Exercise — In the records starting at the line containing "Prove it: the railway track" and ending at the line containing "[0,183,186,261]", change every "platform" to "station" and reproduce only those lines, otherwise unaltered.

Raw records —

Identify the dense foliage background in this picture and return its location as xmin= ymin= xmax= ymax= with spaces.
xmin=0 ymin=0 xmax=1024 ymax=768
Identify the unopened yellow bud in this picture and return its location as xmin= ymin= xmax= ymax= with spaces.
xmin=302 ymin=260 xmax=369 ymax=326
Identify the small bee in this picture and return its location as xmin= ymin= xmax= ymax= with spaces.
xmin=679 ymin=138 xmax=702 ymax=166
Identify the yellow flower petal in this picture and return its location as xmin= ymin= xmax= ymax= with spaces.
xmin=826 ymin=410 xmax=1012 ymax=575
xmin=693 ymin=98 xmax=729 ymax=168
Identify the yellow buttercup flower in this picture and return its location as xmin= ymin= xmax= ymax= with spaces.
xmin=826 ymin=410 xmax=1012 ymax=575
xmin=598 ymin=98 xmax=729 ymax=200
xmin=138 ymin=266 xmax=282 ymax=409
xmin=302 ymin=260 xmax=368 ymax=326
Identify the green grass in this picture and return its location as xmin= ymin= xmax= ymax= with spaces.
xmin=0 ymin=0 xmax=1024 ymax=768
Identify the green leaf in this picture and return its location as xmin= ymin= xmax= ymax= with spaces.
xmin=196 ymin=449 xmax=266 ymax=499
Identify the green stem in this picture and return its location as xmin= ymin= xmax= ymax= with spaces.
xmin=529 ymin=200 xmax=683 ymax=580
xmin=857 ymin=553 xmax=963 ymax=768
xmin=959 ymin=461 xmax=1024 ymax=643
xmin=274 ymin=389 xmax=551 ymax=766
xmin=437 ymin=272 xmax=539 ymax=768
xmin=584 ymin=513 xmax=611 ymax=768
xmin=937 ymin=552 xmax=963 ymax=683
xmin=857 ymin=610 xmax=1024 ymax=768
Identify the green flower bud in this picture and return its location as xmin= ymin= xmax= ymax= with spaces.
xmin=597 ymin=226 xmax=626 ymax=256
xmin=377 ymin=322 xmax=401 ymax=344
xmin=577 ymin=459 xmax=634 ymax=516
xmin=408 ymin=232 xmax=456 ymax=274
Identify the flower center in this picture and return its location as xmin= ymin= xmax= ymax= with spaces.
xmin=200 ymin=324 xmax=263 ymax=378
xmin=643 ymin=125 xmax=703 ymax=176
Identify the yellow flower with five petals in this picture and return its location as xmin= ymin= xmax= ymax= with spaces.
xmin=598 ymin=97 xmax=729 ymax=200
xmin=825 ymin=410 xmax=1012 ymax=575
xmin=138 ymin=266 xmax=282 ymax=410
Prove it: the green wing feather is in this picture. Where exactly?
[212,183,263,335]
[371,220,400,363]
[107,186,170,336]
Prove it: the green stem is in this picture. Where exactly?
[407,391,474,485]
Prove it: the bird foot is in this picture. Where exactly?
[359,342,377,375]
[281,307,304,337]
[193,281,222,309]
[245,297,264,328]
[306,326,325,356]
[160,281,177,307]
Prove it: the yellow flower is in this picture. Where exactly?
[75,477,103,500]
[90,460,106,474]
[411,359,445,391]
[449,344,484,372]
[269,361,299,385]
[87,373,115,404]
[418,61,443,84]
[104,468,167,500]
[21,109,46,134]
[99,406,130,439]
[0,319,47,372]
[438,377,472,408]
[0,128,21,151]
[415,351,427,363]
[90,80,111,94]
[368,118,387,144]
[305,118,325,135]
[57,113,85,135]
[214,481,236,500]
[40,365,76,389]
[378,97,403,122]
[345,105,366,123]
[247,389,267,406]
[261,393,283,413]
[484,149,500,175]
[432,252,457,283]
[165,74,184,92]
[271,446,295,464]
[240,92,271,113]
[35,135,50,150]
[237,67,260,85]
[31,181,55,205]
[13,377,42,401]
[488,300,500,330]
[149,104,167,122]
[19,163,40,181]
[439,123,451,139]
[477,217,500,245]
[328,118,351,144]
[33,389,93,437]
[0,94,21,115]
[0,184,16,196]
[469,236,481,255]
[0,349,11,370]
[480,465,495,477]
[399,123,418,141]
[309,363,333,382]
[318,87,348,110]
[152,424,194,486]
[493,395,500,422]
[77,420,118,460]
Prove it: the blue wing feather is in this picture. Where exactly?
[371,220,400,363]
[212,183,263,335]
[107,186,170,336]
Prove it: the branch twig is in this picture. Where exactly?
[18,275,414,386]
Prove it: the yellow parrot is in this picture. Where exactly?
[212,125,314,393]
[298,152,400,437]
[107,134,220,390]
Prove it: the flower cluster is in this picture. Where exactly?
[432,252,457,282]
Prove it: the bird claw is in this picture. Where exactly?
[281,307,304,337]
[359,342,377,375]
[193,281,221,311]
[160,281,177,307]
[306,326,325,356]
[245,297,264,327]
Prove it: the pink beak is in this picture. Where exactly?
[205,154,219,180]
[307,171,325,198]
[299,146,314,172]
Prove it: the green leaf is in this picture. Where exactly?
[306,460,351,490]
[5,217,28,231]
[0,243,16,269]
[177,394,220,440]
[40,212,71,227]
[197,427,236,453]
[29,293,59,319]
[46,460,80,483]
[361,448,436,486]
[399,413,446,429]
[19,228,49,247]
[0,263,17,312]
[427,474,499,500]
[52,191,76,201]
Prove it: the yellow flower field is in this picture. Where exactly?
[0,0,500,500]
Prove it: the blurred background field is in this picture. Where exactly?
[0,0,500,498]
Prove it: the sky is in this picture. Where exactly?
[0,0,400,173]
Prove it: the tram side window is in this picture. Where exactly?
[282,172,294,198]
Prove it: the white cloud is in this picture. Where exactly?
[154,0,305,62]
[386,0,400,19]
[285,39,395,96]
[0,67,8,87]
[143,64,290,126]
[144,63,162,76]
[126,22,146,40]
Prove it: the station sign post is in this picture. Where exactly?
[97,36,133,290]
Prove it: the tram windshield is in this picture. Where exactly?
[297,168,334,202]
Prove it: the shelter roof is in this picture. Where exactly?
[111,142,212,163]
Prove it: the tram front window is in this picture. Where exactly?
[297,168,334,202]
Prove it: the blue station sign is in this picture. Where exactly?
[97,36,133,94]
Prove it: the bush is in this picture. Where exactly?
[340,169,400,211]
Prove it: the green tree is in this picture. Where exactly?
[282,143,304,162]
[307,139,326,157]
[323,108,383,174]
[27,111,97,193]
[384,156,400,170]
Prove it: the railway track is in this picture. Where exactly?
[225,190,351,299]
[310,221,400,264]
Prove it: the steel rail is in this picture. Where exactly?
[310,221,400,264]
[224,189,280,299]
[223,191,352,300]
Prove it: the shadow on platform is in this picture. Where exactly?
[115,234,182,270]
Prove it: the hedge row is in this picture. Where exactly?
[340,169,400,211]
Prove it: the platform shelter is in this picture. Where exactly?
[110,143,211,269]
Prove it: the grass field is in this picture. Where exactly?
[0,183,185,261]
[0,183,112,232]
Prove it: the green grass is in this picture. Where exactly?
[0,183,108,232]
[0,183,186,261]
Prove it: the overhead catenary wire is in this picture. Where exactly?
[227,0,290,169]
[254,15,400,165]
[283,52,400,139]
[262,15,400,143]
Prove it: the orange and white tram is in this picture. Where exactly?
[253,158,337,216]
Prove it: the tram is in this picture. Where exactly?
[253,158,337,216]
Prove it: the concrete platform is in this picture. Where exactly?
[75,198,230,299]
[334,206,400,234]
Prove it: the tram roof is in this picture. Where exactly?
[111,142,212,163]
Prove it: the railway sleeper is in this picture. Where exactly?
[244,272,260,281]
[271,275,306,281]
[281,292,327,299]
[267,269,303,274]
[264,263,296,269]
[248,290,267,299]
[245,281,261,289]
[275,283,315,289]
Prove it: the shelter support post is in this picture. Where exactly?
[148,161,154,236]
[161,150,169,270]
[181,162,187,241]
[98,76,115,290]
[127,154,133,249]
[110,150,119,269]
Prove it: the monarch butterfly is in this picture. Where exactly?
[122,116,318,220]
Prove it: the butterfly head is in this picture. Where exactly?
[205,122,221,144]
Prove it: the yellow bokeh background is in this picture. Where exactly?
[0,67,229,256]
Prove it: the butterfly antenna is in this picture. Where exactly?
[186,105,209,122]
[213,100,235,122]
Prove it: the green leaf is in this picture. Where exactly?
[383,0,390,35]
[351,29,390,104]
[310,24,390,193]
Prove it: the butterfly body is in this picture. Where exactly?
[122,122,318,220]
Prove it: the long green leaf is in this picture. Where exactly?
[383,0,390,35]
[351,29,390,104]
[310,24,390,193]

Task answer —
Prove it: the railway track is in this picture. Where exactly?
[225,190,351,299]
[310,221,400,264]
Prove it: the steel rail is in this picture. Where exactly?
[310,221,400,264]
[224,189,280,299]
[223,191,352,300]
Prove it: the shadow on station is in this picture. Where exactly?
[115,234,182,270]
Prove it: the hedge row is in this picture. Where exactly?
[340,169,400,211]
Prove it: the station shelter is in this picture. Where exactly?
[110,143,211,269]
Prove it: the grass field is in this picture. Where exactly?
[0,183,185,261]
[0,183,112,232]
Prove it: the green grass is in this picture. Where exactly?
[0,183,108,232]
[0,183,186,261]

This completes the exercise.